## Trecho fornecido

○ ○ ○ ○ ○

Lula inventa a prisão em câmera lenta

Lula agradece a solidariedade do povo em Porto Alegre Foto: Ricardo Stuckert

No melhor estilo Matrix, Lula criou a prisão em câmera lenta – o bullet time da Lava Jato, modalidade de efeito especial idealizada no cinema para mostrar a reação de personagens em período de tempo extremamente curto em contraponto à velocidade real dos eventos. Esquivou-se do mandado de prisão na sexta, 06, implodindo a escalada do Jornal Nacional e a manchete de todos os jornais neste sábado, com a habilidade de um Neo desviando de balas atiradas pelo Agente Moro Smith. Sabe que não pode ficar pulando de prédios e desaparecendo em cabines telefônicas para sempre, então vai se entregar, em dia e horário combinado. “O dia em que a história não aconteceu”, frase estúpida que li em algum site, é um bom resumo da decepção geral do establishment. O último roteiro entregue à mídia diz que Lula se entregaria depois da missa em homenagem à ex-primeira-dama Marisa Letícia, marcada para as 9h30 deste sábado, 07.

○ ○ ○ ○ ○

## Tarefas
- A) Traduza para o inglês esta frase do trecho fornecido: "Sabe que não pode ficar pulando de prédios e desaparecendo em cabines telefônicas para sempre, então vai se entregar, em dia e horário combinado."
- B) Responda às perguntas abaixo com base no trecho fornecido.
(i) Em que cidade Lula agradece a solidariedade do povo, segundo a legenda da foto?
(ii) Em que dia da semana Lula se esquivou do mandado de prisão?
(iii) Em homenagem a quem foi marcada a missa das 9h30 deste sábado?
As linhas não têm nenhum papel nesta atividade.

[Itens armazenados do conjunto de dados]
○ ○ ○ ○ ○

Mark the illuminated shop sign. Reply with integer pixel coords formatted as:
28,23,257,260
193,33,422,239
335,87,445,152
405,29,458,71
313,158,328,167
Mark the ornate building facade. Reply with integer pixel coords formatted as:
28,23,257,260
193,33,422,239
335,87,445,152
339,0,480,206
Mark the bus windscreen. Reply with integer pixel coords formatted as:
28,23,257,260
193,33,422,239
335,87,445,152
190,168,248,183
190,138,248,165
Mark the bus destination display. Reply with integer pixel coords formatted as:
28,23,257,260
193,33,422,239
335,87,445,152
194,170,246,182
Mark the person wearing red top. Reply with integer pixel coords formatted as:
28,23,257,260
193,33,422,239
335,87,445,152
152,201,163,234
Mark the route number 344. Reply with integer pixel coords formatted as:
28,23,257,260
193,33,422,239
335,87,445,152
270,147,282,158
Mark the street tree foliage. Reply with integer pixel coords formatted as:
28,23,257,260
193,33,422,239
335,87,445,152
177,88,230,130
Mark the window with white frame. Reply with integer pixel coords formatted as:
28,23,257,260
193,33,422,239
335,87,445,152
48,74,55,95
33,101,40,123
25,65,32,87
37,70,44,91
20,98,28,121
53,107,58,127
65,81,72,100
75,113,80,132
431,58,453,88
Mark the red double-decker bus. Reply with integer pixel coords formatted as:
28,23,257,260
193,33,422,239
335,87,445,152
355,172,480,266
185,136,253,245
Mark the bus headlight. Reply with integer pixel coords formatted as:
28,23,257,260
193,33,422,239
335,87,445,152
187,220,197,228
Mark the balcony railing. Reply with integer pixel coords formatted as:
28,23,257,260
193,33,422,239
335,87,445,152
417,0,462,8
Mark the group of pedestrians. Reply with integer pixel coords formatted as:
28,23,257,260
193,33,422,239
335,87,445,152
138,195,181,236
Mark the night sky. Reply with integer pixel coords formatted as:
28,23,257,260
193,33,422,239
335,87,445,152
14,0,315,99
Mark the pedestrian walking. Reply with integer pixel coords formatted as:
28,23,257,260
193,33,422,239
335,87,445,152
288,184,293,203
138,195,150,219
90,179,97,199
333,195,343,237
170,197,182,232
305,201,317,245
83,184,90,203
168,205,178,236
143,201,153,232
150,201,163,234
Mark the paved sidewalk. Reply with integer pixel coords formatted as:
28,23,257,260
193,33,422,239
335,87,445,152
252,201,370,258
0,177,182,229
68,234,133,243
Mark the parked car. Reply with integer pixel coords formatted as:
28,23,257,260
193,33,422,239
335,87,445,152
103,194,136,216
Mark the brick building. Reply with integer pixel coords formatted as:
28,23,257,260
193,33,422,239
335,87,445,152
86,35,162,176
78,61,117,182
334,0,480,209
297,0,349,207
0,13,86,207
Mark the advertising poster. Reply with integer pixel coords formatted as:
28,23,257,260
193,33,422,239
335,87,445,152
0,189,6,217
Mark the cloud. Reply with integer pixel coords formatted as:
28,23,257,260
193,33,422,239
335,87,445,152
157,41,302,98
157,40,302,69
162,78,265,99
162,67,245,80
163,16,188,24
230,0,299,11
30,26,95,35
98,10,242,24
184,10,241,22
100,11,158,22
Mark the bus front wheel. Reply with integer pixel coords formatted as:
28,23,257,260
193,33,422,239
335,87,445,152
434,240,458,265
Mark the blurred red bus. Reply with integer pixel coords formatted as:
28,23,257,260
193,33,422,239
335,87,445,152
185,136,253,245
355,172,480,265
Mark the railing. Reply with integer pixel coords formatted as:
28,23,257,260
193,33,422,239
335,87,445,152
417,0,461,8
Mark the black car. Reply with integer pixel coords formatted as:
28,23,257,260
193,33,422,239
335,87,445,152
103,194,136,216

○ ○ ○ ○ ○

## Respostas finais
- A) He knows he can't keep jumping off buildings and disappearing into phone booths forever, so he is going to turn himself in on an agreed day and time.

- B)
(i) Em Porto Alegre.
(ii) Na sexta-feira, dia 06.
(iii) À ex-primeira-dama Marisa Letícia.